= Exercise set =
- A) Revise the passage on regression-test outputs below from "To differentiate between" to "the test ran.", replacing "properly named" with "descriptively named".
- B) Extend the passage on regression-test outputs below, picking up after its final line.

**** Page extract

A sample test structure looks like this:
regression-tests/
├── bugs/
│ └── invalid-function-name/
│ ├── input.exe
│ └── test.py
├── features/
│ └── main-detection/
│ ├── input.msvc.exe
│ ├── input.gcc.elf
│ └── test.py
└── integration/
├── ack/
│ ├── ack.exe
│ └── test.py
└── ackermann/
├── ackermann.exe
└── test.py
Outputs from Decompilations¶
After you run the regression tests, outputs from decompilations are placed into subdirectories named outputs
. In this way, you can check them after the tests finish to see what exactly was generated. These subdirectories are created inside the corresponding test directory. For example, for retdec-regression-tests/integration/ack
, the outputs are placed into retdec-regression-tests/integration/ack/outputs
.
To differentiate between the outputs of different decompilations, the outputs from each decompilation are placed into a properly named directory. The name is based on the parameters that were passed to the decompiler when the test ran.
For example, a directory with outputs for the factorial
test may contain the following subdirectories and files:
regression-tests/integration/factorial/outputs/
├── Test_2017 (factorial.x86.gcc.O0.exe)/
│ ├── factorial.x86.gcc.O0.c
│ ├── factorial.x86.gcc.O0.c-compiled
│ ├── factorial.x86.gcc.O0.bc
│ ├── factorial.x86.gcc.O0.ll
│ ├── factorial.x86.gcc.O0.c.fixed.c
│ ├── factorial.x86.gcc.O0.dsm
│ ├── factorial.x86.gcc.O0.config.json
│ └── factorial.x86.gcc.O0.c.log
├── ...

********
**** Collected material

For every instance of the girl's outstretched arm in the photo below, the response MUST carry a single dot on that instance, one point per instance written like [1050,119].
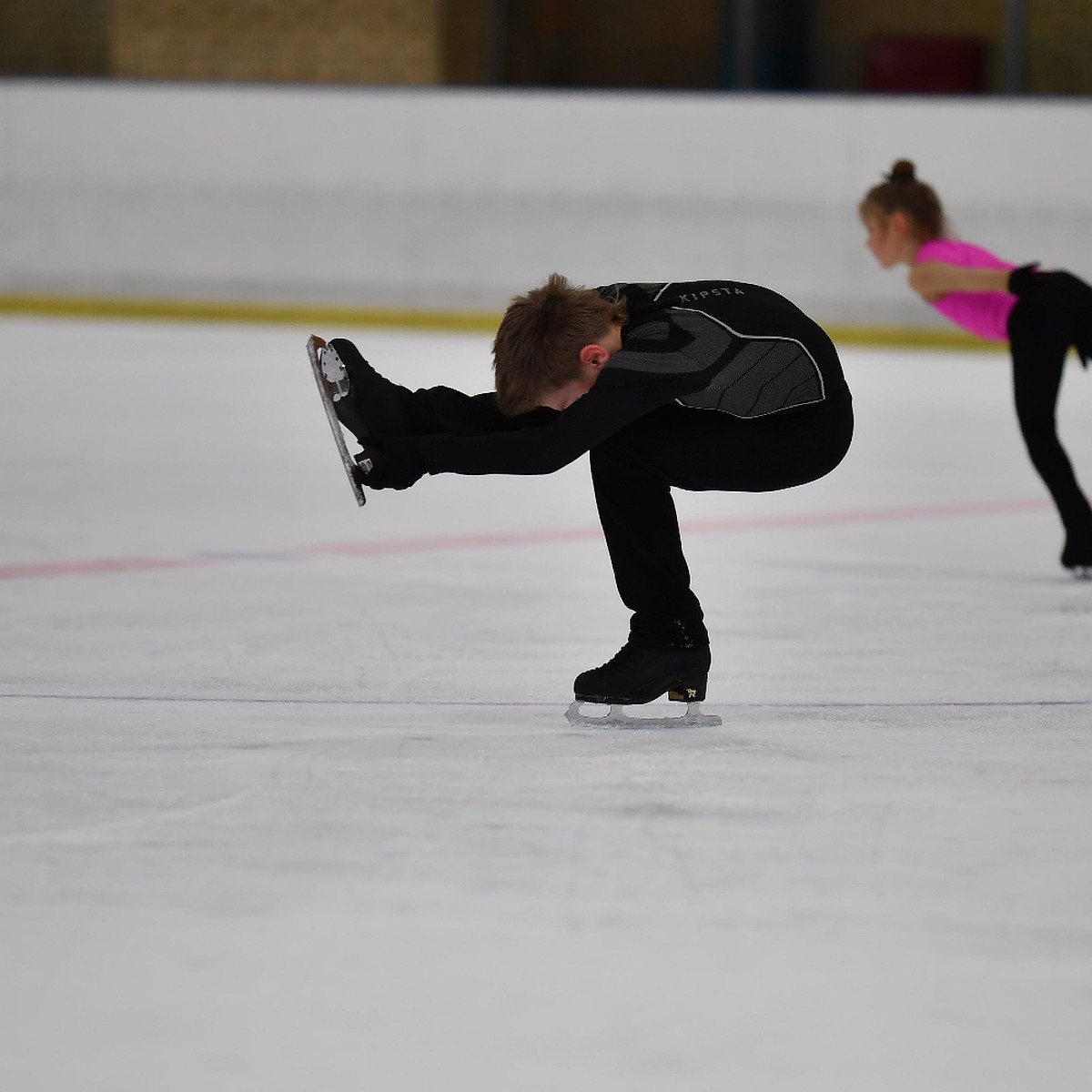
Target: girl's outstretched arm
[934,279]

********

= Answers in order =
- A)
To differentiate between the outputs of different decompilations, the outputs from each decompilation are placed into a descriptively named directory. The name is based on the parameters that were passed to the decompiler when the test ran.

- B)
└── Test_2017 (factorial.x86.clang.O0.exe)/
├── factorial.x86.clang.O0.c
├── factorial.x86.clang.O0.c-compiled
├── factorial.x86.clang.O0.bc
├── factorial.x86.clang.O0.ll
├── factorial.x86.clang.O0.c.fixed.c
├── factorial.x86.clang.O0.dsm
├── factorial.x86.clang.O0.config.json
└── factorial.x86.clang.O0.log
Naming Conventions¶
Directory names can contain characters that are valid on common file systems, except a dot (.
). The reason for not allowing a dot is that it is internally used to separate subdirectories in module names. Python uses a dot to separate namespaces, anyway. Examples:
features # OK
cool_backend_feature1 # OK
cool-backend-feature2 # OK
cool.backend.feature1 # WRONG: A dot '.' is not allowed by the regression tests framework.
cool/backend/feature1 # WRONG: A slash '/' is not allowed in a directory name on Linux.
cool|backend*feature1 # WRONG: Characters '|' and '*' are not allowed on Windows.
The naming of functions, classes, methods, and variables inside test.py
files follows standard Python conventions, defined in PEP8. Example:
def my_function():
my_var = [1, 2, 3]
class MyClass(BaseClass):
def do_something(self):
...
def do_something_else(self):
...
Summary¶
To summarize, a test is a subdirectory that is arbitrarily nested inside the root directory and contains a test.py
file and input files. After the tests are run, the output files are placed into a corresponding outputs
directory. For every decompilation, the outputs are placed into a separate subdirectory.
Next, we will learn how to create a new test.
Creating a New Test¶
This section describes a way of creating new regression tests.
Basics¶
To create a new test, perform the following steps:
- Create a new subdirectory inside the root directory. Example:
regression-tests
└── integration
└── ack
The naming conventions are described in General Overview.
- Create a
test.py
file inside that directory. Example:
regression-tests
└── integration
└── ack
└── test.py
The structure of this file is described later.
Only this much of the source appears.